** Opening Passage for review block **

The loaves are really tasty so far while still warm and I bet the sour will be more pronounced when completely cooled. Here you can see all four loaves. Guess which ones were underproofed?

All four loaves

 I know Nancy Silverton in her book on the Breads of La Brea Bakery talked about perfectly proofed loaves blooming in color and smell etc. If you can catch them at the right moment…there is nothing quite like a sourdough proofed to perfection. Just keep trying. This was a promising firs bake with this starter, I will have another go at it soon.

SF number 3 crumb

YUM,YUM! More Sourdough Biscuits!

I made up some new sourdough biscuits in response to a customer who wanted to bake up some sourdough biscuits. I have the one recipe posted on my sourdough site but some people have trouble following the directions….so…here is another one! This is an easy one and the biscuits come out fluffy and light.

The night before you are planning to bake biscuits for breakfast, add together in a large bowl :

1 cup sourdough starter

2 cups milk (1/2 & 1/2 is best)

1/4 cup melted butter(don’t pour in while still hot) or oil

2 cups all purpose flour

Stir well and cover lightly, leave overnight at room temperature.

Next morning add together in another bowl :

2 cups all purpose flour

1 Tablespoon sugar

2 teaspoons salt

1 Tablespoon baking powder

1 teaspoon baking soda

Stir all of the dry ingredients and add the dry ingredients all at once to the large bowl of starter mixture. Mix together and pour out onto a well floured surface. Knead enough times to make the dough workable and keep the dough ball covered in flour on the outside but don’t knead in so much flour because you want the dough to be still sticky in the middle. Gather up the dough making sure there is enough flour on the top and bottom and roll out 1/2 inch thick dough. Using a 3″ biscuit cutter cut out the biscuits and flatten them slightly when you place them on a greased baking sheet. This makes about 18 large biscuits. Let your pan sit for about 1/2 hour – 1 hour and then pop into a 400F oven (you can pop them in right away if you don’t want to wait ) and bake for 18 minutes, turning the pan halfway. Your biscuits should look like this:

biscuits

more biscuits

biscuits with butter

If you want your biscuits to sit up higher, knead in a little more flour so they are a little stiffer, and don’t flatten slightly when placed in the pan. What flattening them does is to help them be less dense and more feathery soft inside. You can brush melted butter over the tops if you like and serve hot!

** Closing Passage for review block **

:: Instructions for the task ::
Extend the sourdough baking blog post above with a few more paragraphs, starting right after its last sentence about serving the biscuits hot.

** Opening Given information block **

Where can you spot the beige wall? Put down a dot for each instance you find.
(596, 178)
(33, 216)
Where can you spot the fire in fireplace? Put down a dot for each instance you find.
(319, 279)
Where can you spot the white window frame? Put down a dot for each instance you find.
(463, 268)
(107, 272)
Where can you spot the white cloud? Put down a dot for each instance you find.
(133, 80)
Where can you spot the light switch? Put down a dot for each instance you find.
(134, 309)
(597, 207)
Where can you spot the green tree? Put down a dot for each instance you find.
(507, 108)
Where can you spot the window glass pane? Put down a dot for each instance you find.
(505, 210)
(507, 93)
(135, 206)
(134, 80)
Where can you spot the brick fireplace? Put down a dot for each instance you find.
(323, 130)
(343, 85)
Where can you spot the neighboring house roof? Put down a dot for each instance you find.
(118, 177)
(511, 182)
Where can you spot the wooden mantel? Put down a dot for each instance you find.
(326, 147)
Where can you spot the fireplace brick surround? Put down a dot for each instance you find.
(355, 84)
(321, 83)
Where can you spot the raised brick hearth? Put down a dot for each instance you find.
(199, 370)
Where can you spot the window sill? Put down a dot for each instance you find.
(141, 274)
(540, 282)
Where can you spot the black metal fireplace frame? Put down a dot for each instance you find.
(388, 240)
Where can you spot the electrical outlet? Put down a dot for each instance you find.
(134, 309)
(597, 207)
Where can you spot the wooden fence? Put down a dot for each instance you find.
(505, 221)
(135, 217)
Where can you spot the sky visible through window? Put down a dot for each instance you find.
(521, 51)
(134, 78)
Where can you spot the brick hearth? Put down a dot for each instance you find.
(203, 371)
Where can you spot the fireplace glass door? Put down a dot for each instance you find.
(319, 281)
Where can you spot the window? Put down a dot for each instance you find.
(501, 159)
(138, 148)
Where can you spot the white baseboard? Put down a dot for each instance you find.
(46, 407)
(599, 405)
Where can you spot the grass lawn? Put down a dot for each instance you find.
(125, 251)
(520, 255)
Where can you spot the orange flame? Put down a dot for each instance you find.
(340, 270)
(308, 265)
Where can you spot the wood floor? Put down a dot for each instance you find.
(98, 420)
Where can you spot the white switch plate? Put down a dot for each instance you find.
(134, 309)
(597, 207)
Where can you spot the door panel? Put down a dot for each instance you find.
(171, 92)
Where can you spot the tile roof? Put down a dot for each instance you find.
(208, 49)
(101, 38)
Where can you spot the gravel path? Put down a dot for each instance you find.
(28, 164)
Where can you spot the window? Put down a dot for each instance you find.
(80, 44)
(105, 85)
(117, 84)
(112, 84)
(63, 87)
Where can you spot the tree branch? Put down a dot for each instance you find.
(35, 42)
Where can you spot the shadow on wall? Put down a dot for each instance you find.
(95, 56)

** Closing Given information block **

:: Task output ::
Experimenting with two Alaskan Starters

I have two Alaskan starters, one is the one I sell and it is a very fast starter taking only about 3 – 3.5 hours to double. The second one is 106 years old and is a different story. I will tell you about it. I wasn’t having the same success with the 106 year old starter as with the first starter so I decided to do an experiment to see why. I made up a batter with 4 oz flour, 4 oz water and 3 oz starter(the starer was at 166% hydration). That came to approximately 114% hydration for the batter(which is a way of saying how thick the batter is). I carefully measured out both starter batters into quart jars and labeled their starting time with a line and their name. Here are the starters at the beginning of the experiment:

Beginning

Two starters

Alaska # 1 doubled by 3.5 hours and went to 4.5 hours before it finally collapsed back to the third hour mark.

End

As you have already noticed by now, Alaska starter # 2 did not budge at all ! Shocking! I decided to see if what it liked was a lower hydration. I added approx 2 Tablespoons of flour to the existing batter which was at 114% hydration. That brought it to approx. 109% hydration. What happened is truly amazing. After eight hours it finally looked like this:

Alaska 2

Unbelievably, this morning it was still going strong at 18 hours later:

Alaska 2

It has even grown another 1/4 inch up the jar since I took the picture an hour ago. Which means it is now growing faster. This raises some interesting observations.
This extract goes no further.